### What is required
Each line from the one holding "Practice. Locate the sign reading restaurant" to the end of the data below must be output verbatim, with no other lines.

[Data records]
*-*-*

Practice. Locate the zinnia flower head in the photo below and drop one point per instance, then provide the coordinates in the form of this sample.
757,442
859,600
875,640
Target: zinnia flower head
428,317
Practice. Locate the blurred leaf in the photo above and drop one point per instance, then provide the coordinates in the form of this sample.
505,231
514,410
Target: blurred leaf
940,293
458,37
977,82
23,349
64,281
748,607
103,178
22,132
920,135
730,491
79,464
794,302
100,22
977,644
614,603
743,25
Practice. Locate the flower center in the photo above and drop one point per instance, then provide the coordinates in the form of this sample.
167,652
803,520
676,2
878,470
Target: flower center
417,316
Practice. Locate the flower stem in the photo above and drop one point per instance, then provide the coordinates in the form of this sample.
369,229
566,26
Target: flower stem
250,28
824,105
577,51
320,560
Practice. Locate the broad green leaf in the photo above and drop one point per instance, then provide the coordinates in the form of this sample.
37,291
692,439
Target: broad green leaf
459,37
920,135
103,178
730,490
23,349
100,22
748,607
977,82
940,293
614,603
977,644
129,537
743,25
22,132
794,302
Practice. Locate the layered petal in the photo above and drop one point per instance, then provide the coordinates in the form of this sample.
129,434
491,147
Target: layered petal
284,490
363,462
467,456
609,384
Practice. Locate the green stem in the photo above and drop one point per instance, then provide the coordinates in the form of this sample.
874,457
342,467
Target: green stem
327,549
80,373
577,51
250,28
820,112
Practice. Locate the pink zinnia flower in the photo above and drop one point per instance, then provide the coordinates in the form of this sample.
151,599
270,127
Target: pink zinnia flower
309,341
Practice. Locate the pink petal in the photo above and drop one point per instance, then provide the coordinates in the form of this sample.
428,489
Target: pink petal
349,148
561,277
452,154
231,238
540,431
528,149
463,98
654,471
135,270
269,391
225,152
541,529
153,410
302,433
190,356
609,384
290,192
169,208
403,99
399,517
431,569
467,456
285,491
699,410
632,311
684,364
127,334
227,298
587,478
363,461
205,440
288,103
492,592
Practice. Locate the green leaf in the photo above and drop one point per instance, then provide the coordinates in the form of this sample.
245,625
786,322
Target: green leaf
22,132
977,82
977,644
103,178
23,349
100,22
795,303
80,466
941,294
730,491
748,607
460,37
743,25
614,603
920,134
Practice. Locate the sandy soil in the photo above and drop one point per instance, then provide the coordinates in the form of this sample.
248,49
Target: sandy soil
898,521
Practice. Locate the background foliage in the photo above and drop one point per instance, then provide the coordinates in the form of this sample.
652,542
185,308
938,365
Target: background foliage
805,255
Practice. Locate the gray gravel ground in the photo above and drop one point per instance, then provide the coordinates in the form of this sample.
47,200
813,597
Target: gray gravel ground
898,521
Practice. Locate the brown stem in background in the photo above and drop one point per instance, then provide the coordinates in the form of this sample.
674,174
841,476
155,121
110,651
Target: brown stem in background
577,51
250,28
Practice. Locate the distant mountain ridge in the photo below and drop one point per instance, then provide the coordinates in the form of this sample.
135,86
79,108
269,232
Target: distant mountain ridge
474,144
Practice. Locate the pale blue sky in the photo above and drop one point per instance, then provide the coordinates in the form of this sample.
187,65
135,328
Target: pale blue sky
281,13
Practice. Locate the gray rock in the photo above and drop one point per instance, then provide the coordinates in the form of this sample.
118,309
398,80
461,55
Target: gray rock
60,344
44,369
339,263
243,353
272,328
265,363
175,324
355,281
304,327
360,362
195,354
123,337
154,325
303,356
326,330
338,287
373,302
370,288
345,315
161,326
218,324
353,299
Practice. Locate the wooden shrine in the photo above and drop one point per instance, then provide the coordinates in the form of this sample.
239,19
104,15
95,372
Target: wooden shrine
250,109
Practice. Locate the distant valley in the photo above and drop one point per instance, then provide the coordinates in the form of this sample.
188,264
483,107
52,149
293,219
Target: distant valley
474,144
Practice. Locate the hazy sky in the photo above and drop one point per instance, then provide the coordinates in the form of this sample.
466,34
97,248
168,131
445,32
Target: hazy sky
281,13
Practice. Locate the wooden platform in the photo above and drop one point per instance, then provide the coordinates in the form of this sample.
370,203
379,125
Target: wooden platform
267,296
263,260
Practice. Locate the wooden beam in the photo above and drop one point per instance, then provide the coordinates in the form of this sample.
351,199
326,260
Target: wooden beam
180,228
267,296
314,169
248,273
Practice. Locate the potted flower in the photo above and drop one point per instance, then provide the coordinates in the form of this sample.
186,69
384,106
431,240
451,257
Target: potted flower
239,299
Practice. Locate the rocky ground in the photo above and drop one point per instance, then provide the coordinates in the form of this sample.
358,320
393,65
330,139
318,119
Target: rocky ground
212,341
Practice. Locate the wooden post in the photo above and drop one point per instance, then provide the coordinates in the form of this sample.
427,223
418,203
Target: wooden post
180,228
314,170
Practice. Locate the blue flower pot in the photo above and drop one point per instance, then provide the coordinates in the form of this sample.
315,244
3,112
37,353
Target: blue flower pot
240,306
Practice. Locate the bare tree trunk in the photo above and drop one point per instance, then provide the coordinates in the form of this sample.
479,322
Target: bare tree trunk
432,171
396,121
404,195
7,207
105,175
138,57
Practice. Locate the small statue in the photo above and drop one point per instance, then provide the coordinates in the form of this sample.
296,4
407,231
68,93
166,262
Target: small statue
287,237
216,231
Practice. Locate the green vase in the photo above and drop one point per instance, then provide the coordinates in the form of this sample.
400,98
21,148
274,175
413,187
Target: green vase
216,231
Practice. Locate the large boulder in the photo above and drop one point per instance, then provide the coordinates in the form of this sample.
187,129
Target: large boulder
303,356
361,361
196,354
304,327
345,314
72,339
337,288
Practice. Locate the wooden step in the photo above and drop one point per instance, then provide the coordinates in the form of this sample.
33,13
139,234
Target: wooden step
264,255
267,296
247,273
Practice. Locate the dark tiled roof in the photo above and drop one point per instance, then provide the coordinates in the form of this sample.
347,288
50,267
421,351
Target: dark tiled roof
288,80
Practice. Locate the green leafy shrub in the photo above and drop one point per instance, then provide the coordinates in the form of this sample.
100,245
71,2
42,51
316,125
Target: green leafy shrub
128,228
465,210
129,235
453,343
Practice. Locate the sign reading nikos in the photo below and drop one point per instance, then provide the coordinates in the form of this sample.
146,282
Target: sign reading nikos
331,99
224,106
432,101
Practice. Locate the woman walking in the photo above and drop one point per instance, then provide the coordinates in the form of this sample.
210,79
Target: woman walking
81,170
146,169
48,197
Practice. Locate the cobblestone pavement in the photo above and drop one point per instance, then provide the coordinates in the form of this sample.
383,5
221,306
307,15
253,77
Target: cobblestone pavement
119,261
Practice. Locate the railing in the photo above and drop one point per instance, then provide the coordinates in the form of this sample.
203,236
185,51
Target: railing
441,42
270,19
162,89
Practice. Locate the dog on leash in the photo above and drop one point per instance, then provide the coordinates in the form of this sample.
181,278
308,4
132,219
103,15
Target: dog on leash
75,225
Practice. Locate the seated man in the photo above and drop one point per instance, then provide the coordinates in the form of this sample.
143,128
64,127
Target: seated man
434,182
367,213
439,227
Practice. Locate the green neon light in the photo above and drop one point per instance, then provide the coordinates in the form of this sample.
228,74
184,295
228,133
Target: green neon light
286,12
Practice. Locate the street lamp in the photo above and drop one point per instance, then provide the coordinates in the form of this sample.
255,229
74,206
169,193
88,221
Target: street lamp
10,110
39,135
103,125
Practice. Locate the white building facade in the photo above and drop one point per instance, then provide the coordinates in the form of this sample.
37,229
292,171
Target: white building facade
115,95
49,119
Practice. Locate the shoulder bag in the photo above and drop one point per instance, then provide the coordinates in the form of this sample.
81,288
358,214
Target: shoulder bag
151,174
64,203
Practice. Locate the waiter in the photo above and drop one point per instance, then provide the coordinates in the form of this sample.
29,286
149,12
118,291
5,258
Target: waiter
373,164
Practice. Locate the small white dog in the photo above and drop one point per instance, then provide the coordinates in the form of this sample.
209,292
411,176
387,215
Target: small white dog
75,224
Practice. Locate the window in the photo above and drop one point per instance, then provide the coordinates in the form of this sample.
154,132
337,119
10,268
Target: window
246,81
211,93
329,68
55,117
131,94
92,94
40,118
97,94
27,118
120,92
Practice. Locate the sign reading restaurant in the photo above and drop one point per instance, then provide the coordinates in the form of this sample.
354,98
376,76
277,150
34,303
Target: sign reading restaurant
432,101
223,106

*-*-*

### Exercise output
Practice. Locate the sign reading restaurant in the photo above and drop one point per instance, then provide the coordinates in the form of this sample.
354,98
376,76
277,150
34,303
Target: sign reading restaurant
432,101
223,106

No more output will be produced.